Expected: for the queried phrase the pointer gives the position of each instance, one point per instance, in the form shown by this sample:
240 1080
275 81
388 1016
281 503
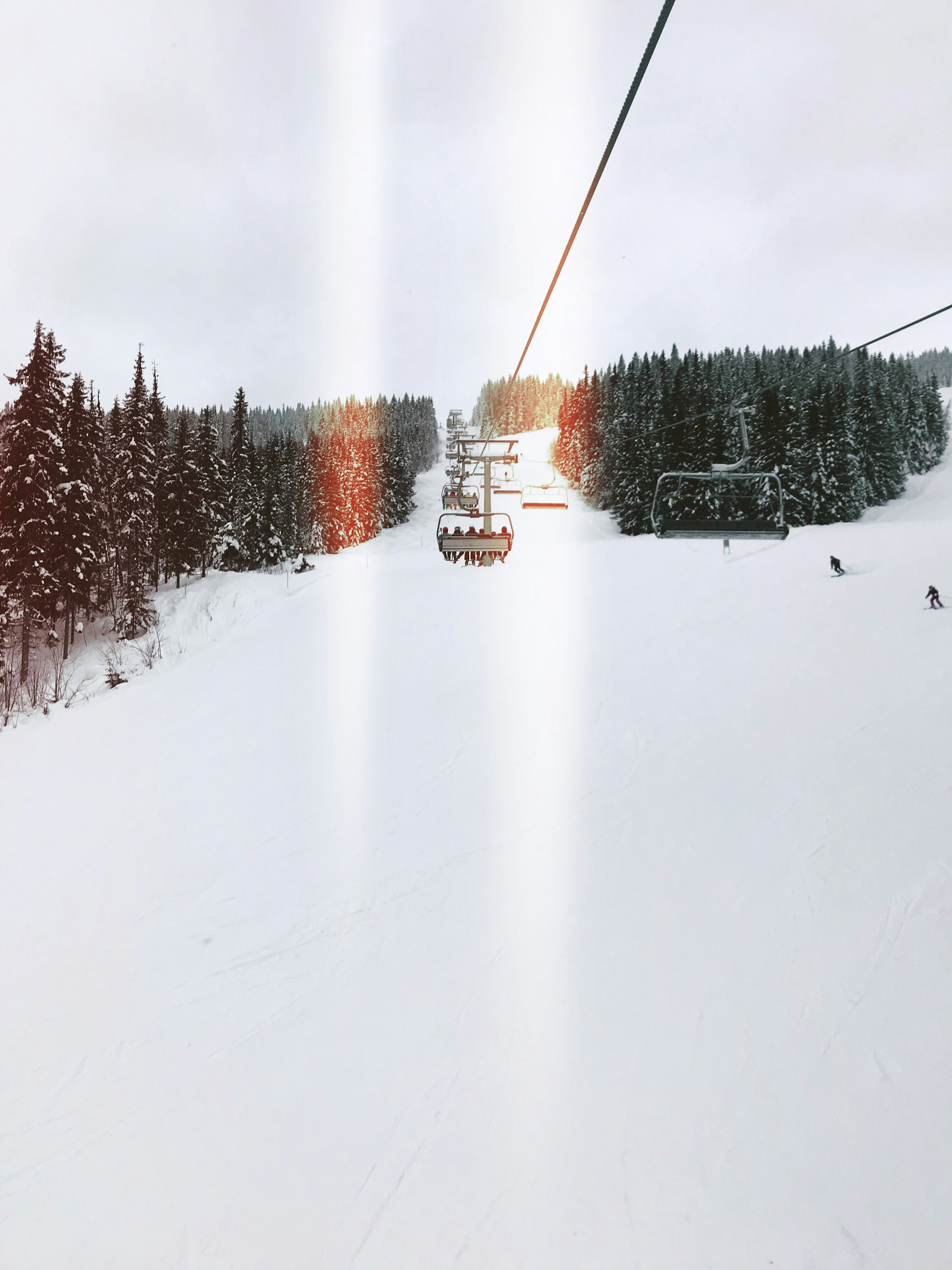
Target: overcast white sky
313 200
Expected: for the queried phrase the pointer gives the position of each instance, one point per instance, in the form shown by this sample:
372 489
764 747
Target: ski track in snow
595 910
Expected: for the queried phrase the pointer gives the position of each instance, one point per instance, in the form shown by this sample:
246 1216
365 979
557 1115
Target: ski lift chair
537 497
456 498
748 505
456 543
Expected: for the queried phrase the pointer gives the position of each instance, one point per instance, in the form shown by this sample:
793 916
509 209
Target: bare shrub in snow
73 693
11 691
60 673
150 649
38 684
113 666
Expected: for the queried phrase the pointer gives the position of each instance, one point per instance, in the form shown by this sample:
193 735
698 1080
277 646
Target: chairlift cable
619 124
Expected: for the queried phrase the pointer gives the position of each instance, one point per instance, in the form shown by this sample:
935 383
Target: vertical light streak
352 185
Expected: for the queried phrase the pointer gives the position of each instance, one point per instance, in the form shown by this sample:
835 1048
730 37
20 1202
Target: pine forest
842 432
98 506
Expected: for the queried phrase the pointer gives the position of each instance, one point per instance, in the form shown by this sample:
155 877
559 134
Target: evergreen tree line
528 404
842 432
97 507
935 361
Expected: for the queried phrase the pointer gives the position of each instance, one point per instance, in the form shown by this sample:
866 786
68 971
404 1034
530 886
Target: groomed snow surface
591 911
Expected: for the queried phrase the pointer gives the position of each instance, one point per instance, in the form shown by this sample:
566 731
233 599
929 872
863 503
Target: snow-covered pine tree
159 440
210 489
182 503
272 550
30 488
239 529
134 492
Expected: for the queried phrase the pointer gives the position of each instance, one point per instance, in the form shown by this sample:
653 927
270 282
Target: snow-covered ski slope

> [Exercise brief]:
Reproduce the material above in full, exactly, with no images.

> [Finished task]:
Expected: for the queried phrase the pointer gives the position of each instance, one point per instance, in the form shown by this sample:
240 1080
275 81
388 1016
281 503
Target: overcast white sky
313 200
Expected: for the queried phrase the pointer gives the position of each instance, one point per instance, in the form shown by this sample:
372 489
764 747
Target: ski track in snow
595 910
Expected: for the queried phrase the pointer gives the position of each instance, one point per instance, in the form shown by this sample:
246 1216
365 979
557 1115
Target: ski lift chair
537 497
456 498
748 505
456 543
Expected: for the queried phrase the pointer gives the position of each instance, one point per instance, in the form shown by this sample:
793 916
509 209
Target: bare shrub in snow
73 693
11 691
60 673
150 649
38 684
113 666
Expected: for the queried phrase the pointer gives the position of each instance, one point per instance, in the form shown by this sample:
193 735
698 1080
277 646
Target: chairlift cable
619 124
Expected: for the queried phrase the pointer gives the position of each instance, one point per instance, in the form shown by this sample:
935 383
Target: vertical light streak
352 185
Expected: for the queried phrase the pointer gives the position of each instance, one point per instance, in the form shown by this sample:
835 1048
730 37
20 1202
Target: pine forest
842 432
98 506
Expected: for the queried phrase the pointer gives the position of each instance, one point per instance, in the form shown by this sample:
155 877
559 134
Target: evergreen tree line
528 404
842 432
97 507
935 361
Expected: for the queried phrase the pointer gives the position of each instance, one point per instance, in the form shown by this sample:
866 786
68 971
404 1034
530 886
Target: groomed snow surface
591 911
Expected: for the queried phrase the pointer gives the position of each instance, one point per instance, in the form shown by this sample:
566 731
233 599
929 872
863 503
Target: snow-covered pine tree
159 440
210 489
182 503
272 550
30 488
239 529
134 492
Expected: for the queried phrase the pointer gives the position of each instance, one point per instance, in the form shown by this sample:
653 927
270 282
Target: snow-covered ski slope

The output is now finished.